→ **Work instructions**
Work out how many lines of this material hold the word "black". Write only that number.

━━━━━━

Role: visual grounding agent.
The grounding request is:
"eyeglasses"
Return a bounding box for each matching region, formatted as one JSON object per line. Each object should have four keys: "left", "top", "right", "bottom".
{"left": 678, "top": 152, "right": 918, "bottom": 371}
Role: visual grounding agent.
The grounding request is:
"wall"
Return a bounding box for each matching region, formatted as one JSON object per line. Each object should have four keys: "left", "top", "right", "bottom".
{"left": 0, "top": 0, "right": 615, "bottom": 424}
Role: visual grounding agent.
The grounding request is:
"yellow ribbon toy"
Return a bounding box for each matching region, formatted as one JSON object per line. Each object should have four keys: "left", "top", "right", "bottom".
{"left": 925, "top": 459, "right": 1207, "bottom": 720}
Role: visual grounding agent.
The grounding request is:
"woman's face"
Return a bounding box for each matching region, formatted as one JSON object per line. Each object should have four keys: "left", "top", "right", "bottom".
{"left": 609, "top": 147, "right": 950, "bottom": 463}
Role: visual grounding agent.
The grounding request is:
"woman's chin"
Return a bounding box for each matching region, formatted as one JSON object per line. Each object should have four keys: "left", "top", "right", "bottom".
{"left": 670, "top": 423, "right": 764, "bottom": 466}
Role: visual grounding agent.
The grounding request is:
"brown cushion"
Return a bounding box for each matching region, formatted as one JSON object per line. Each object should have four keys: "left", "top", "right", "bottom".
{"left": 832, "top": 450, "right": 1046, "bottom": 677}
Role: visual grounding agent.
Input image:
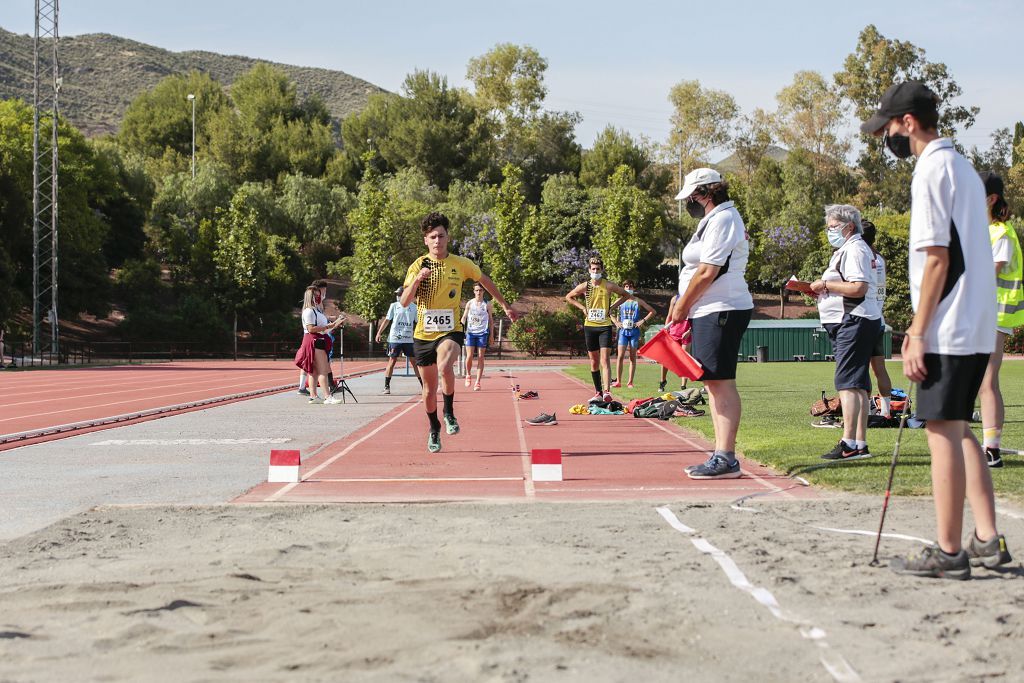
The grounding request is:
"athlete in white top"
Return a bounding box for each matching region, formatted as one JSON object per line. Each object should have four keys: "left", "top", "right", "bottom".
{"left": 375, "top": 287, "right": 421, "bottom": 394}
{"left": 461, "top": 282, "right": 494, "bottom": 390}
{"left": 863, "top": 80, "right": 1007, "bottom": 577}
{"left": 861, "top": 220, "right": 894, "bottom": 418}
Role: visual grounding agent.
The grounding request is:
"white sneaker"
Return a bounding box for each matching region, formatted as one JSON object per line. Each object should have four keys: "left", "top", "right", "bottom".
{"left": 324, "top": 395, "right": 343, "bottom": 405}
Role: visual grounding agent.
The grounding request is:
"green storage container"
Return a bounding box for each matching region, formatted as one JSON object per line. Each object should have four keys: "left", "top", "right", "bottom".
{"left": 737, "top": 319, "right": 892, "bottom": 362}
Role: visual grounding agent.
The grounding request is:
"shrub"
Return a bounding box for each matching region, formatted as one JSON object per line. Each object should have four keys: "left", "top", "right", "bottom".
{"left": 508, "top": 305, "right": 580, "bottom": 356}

━━━━━━

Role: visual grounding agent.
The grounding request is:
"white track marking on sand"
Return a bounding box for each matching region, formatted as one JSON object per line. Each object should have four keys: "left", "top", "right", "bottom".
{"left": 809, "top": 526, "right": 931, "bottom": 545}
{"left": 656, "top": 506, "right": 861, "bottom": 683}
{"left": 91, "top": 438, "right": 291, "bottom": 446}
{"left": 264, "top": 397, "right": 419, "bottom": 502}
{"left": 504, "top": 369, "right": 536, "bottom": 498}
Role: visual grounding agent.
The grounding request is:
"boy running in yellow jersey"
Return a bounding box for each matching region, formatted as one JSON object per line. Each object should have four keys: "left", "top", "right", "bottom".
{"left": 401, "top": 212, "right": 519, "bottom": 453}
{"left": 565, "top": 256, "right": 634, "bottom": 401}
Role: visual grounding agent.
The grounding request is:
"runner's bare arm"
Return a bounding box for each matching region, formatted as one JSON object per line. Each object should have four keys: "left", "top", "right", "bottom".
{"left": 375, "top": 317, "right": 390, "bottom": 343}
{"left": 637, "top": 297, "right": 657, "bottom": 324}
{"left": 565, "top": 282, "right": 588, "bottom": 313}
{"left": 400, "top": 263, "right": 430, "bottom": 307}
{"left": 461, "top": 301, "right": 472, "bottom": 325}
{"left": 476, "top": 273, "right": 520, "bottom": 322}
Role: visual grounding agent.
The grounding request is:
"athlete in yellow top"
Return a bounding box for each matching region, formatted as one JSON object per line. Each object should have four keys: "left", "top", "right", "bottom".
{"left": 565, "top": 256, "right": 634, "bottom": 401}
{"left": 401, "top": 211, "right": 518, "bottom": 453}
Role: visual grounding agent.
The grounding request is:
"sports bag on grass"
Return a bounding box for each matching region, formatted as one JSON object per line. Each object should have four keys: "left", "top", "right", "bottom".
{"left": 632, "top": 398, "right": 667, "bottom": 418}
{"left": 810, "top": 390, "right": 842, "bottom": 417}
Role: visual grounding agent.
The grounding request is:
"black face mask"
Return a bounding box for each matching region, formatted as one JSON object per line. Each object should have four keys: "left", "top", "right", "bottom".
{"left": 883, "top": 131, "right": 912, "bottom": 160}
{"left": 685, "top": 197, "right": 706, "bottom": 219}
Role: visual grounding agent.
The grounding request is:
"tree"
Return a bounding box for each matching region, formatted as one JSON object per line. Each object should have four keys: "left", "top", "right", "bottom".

━━━━━━

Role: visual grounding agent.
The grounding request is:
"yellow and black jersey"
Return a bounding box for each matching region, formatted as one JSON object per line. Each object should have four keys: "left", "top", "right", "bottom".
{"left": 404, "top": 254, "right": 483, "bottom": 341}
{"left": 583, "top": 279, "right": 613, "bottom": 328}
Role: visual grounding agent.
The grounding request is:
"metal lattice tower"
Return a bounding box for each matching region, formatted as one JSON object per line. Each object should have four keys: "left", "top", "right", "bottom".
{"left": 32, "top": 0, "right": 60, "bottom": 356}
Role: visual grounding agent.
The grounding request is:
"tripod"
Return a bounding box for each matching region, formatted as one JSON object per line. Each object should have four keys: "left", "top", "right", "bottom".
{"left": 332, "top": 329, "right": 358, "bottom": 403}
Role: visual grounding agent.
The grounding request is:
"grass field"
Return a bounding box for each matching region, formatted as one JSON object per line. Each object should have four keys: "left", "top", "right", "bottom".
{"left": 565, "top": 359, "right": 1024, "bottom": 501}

━━━━━━

→ **Task response**
2